-- Records for this exercise follows --

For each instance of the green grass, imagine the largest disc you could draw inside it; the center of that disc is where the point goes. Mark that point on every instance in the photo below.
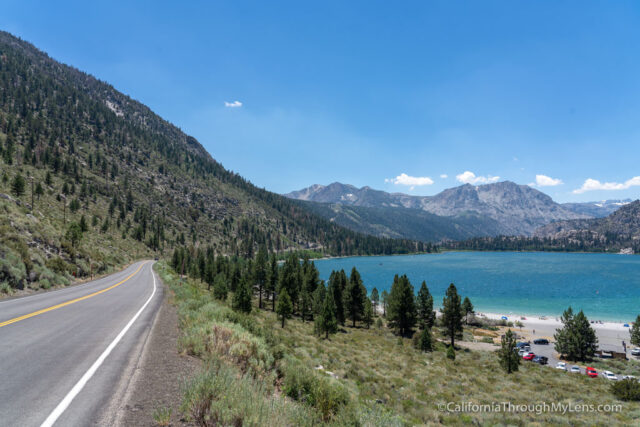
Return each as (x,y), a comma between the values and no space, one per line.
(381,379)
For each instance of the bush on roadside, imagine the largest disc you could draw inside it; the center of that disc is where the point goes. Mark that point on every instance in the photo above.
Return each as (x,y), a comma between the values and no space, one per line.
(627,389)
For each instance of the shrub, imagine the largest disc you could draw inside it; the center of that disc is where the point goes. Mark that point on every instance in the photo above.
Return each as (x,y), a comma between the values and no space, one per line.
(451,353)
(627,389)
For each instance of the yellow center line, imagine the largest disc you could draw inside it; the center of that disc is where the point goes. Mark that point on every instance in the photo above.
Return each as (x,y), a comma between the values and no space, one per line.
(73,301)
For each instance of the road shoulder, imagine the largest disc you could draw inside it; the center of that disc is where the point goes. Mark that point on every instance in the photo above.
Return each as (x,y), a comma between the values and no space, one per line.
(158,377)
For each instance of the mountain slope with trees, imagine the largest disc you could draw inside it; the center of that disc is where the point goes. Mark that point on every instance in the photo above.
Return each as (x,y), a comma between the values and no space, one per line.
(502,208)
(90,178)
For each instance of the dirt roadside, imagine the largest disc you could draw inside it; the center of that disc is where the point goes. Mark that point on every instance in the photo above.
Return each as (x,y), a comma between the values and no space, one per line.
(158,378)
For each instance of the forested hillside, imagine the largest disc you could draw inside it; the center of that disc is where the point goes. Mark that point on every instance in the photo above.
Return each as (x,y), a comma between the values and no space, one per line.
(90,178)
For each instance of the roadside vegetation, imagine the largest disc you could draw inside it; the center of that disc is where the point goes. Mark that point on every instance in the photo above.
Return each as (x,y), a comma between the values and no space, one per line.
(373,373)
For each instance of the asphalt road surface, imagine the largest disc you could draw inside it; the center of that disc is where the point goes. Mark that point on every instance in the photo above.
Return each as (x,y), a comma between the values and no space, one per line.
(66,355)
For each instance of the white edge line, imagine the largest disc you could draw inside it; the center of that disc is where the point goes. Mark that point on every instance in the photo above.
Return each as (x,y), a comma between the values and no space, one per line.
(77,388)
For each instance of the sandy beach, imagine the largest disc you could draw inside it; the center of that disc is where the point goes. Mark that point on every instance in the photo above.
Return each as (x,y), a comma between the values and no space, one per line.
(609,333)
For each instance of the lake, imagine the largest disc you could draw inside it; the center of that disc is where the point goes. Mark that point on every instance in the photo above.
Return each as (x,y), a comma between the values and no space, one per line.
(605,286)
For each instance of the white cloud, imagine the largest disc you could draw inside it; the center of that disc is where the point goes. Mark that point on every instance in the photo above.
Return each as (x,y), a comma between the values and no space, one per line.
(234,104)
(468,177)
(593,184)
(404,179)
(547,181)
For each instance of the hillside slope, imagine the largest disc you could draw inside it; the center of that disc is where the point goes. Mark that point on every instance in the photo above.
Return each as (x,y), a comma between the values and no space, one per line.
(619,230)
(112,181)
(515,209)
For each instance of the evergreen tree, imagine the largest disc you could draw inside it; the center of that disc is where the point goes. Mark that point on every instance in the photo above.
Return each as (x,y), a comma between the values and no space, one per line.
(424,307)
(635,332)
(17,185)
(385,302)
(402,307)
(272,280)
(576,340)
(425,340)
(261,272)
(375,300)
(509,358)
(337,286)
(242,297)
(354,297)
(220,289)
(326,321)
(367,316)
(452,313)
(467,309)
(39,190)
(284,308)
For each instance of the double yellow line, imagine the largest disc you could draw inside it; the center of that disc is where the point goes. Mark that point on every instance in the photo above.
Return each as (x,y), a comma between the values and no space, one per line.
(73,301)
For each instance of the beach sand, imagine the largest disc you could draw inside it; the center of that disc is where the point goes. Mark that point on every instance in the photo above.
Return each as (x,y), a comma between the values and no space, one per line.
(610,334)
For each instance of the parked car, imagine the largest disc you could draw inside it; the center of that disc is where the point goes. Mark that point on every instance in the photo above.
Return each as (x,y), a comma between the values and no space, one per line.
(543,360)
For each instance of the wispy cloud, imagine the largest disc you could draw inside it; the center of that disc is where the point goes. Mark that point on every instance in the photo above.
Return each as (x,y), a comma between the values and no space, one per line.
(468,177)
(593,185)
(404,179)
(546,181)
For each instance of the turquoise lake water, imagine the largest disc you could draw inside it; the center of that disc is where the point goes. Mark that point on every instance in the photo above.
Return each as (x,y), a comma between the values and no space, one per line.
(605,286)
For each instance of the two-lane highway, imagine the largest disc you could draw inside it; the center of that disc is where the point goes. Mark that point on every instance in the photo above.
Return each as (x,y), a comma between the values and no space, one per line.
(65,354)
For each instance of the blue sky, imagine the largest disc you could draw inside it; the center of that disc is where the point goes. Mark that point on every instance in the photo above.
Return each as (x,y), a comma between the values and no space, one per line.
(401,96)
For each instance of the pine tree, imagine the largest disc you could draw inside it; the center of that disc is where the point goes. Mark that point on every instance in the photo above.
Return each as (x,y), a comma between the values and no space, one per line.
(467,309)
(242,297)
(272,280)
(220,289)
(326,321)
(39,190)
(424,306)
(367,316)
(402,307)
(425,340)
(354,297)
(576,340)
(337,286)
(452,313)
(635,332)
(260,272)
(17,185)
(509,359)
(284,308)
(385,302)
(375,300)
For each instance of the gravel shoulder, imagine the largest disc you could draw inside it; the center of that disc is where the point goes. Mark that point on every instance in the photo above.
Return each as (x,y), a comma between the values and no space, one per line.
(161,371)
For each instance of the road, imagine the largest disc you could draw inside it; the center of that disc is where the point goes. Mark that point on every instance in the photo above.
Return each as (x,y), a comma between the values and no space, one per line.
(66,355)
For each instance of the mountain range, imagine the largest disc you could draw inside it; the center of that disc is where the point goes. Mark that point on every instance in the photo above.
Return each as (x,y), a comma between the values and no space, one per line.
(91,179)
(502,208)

-- Records for this exercise concluded --

◆ Your instructions ◆
Please repeat every record exactly as it stands, leaving out any pictures.

◆ Solved problem ◆
For each instance of the green grass, imagine the largest disc you could draw inside it; the center of that disc is where the point goes. Mark that point on every instance in the photo below.
Return each as (x,y), a comma between the values and no space, one per line.
(381,379)
For each instance of the bush on roadside, imagine the largest disc you could draw inside it; the center of that disc is where the point goes. Mark that point on every instance in the photo above.
Return each as (x,y), a comma between the values and no space, one per line.
(627,389)
For each instance of the shrub, imagine the largest disc you could draw inside it; the center of that disc is where the point goes. Mark that point on every instance in the photo above.
Return each as (x,y), a comma between the values and no space, one per line.
(451,353)
(627,389)
For each instance of the yellow center line, imagine the largest disc you could draw inside it; the center of that disc is where the point goes. Mark that point on every instance in the photo above.
Return each as (x,y), a comma between the values and no space, one per line.
(73,301)
For each instance of the road shoulder, imagine the largest disc you could draw inside it; the center of that disc is where the point goes. Mark that point on every instance in the photo above.
Return each as (x,y), a comma between the values and no space, one per line.
(158,377)
For each instance of the mountain slope with trees, imagine the largest disc you could draw inside it; the center of that disc is where the point goes. Mark that point on every instance in the photo above.
Return each as (x,y), a comma between the values and no space, one per line.
(502,208)
(90,178)
For each instance of the dirt roadside, imagine the largest disc you could draw inside it; the center of that disc is where the point goes. Mark that point on every instance in the photo above.
Return each as (x,y), a comma between the values and no space, one per line.
(158,378)
For each instance of the forested hillside, imagine the largest disc you could draw inside it; the center of that disc is where the point goes. Mark that point on every instance in the photo above.
Return each as (x,y), a comma between the values and no space, one per line.
(90,178)
For each instance of the roadside vegetation, imagine the largest disc you could draw inside it; the center of that disc is where the point goes. Mark that point on every instance in the photo above.
Return each as (x,y), a comma between the values and no space, one per line.
(373,373)
For each instance of the asphalt road surface, imagine the largest disc you could draw inside it; the center of that disc is where the point goes. Mark that point on every instance in the photo above.
Return each as (x,y), a comma between the values and no space, one per line.
(66,355)
For each instance of the white edge line, imagine the largest disc you could draw inside it; the center of that disc is where the point goes. Mark that point on every instance in the photo above.
Return each as (x,y), a comma between the values and no space, one per line.
(77,388)
For each instance of the sandy beach, imagine the largest disc you could draw inside it; the center of that disc is where the point goes. Mark that point on every instance in the photo above.
Return each as (x,y), a comma between the values and no space, one per line.
(609,333)
For each instance of the lake, imagine the largest disc you could draw inside it; the center of that disc is where the point goes. Mark that point on every instance in the photo above.
Return each as (x,y), a comma between the values and no space, one per line.
(605,286)
For each instance of the white cloud, imagine the largest disc you could draw inside it; the center of that disc is where the point goes. Mark that point on every instance in the photo above.
Return each as (x,y), a comma between the values and no space, one per line.
(234,104)
(468,177)
(593,184)
(404,179)
(547,181)
For each instance of the hillside slope, imagine the largest disc you could draw inside it; the center of that disc is where the point goes. Mark that point on every instance in the photo above.
Return each as (x,y), a comma between the values and no space, one per line.
(619,230)
(112,181)
(515,209)
For each instance of the evergreen tree, imagine the largest disc you could draw inside it; the center of that disc is where the point goes. Mark that point on every instance in the photo above.
Return each as (x,y), a comma between the values and no space, one per line.
(424,307)
(635,332)
(17,185)
(385,302)
(402,307)
(272,280)
(576,340)
(425,340)
(261,272)
(375,300)
(509,358)
(337,286)
(242,297)
(354,297)
(220,289)
(326,321)
(367,316)
(452,313)
(467,309)
(39,190)
(284,308)
For each instance of the double yellow line, imagine the largest disc you could draw inside it; the center of that disc is where the point goes. Mark that point on every instance in the photo above.
Return each as (x,y), a comma between the values and no space, one per line.
(73,301)
For each instance of the beach sand, imagine the largest disc you could draw inside it; the center of that disc is where the point goes. Mark that point on every instance in the photo above.
Return each as (x,y), a comma between the values and no space, one per line.
(610,334)
For each instance of the parked car, imagine the largest disc you could draw inside it; the center of that disc is where the point goes. Mark that point on every instance in the photo above.
Return each as (x,y), a comma between the values and no space, one per line.
(543,360)
For each instance of the wispy cloud, imagine the largest disc you could draw inside it; the center of that disc is where the point goes. Mark that point on every instance in the photo above.
Return each as (x,y), a comma between the values and no space, one per line.
(468,177)
(593,185)
(404,179)
(546,181)
For each instance of the turquoise lake water, imagine the largest disc you could draw inside it; the center of that disc is where the point goes. Mark that point on every instance in the photo above.
Return each as (x,y), a comma between the values and no space, one per line.
(605,286)
For each instance of the two-lane highway, imagine the largest disc you could draw inside it; the center of that disc is where the point goes. Mark that point on every instance in the photo above.
Return each as (x,y), a comma between the values and no space, one per line.
(65,354)
For each instance of the blue sky, imagine the largest disc you could draw inside it; the center of that disc is where the point goes. Mark that point on every instance in the photo above.
Return each as (x,y), a comma between the values and no space, one per line.
(401,96)
For each instance of the pine tree, imagine the largest disc you could draw inside it; the center of that disc is where the point goes. Mark that point on every instance in the photo above.
Return each as (x,y), a comma between the values and no space, one per line.
(467,309)
(242,297)
(272,280)
(220,289)
(326,321)
(39,190)
(424,306)
(367,316)
(402,307)
(425,340)
(354,297)
(576,340)
(337,286)
(452,313)
(635,332)
(260,272)
(17,185)
(509,359)
(284,308)
(385,302)
(375,300)
For each instance of the gravel shoulder, imagine the largest disc you could draw inside it; the center of that disc is where the point goes. Mark that point on every instance in the photo above.
Return each as (x,y), a comma between the values and no space, one per line.
(161,371)
For each instance of the road, imagine the largest disc you could draw inside it; the center of that disc is where the point goes. Mark that point on every instance in the photo above.
Return each as (x,y), a comma between the values and no space, one per line.
(66,355)
For each instance of the mountain range, imagine the largest disc you could draw inside it; the center of that disc is where the point goes. Mark that point on every instance in the photo above.
Return each as (x,y), a comma between the values and no space, one per line.
(91,179)
(502,208)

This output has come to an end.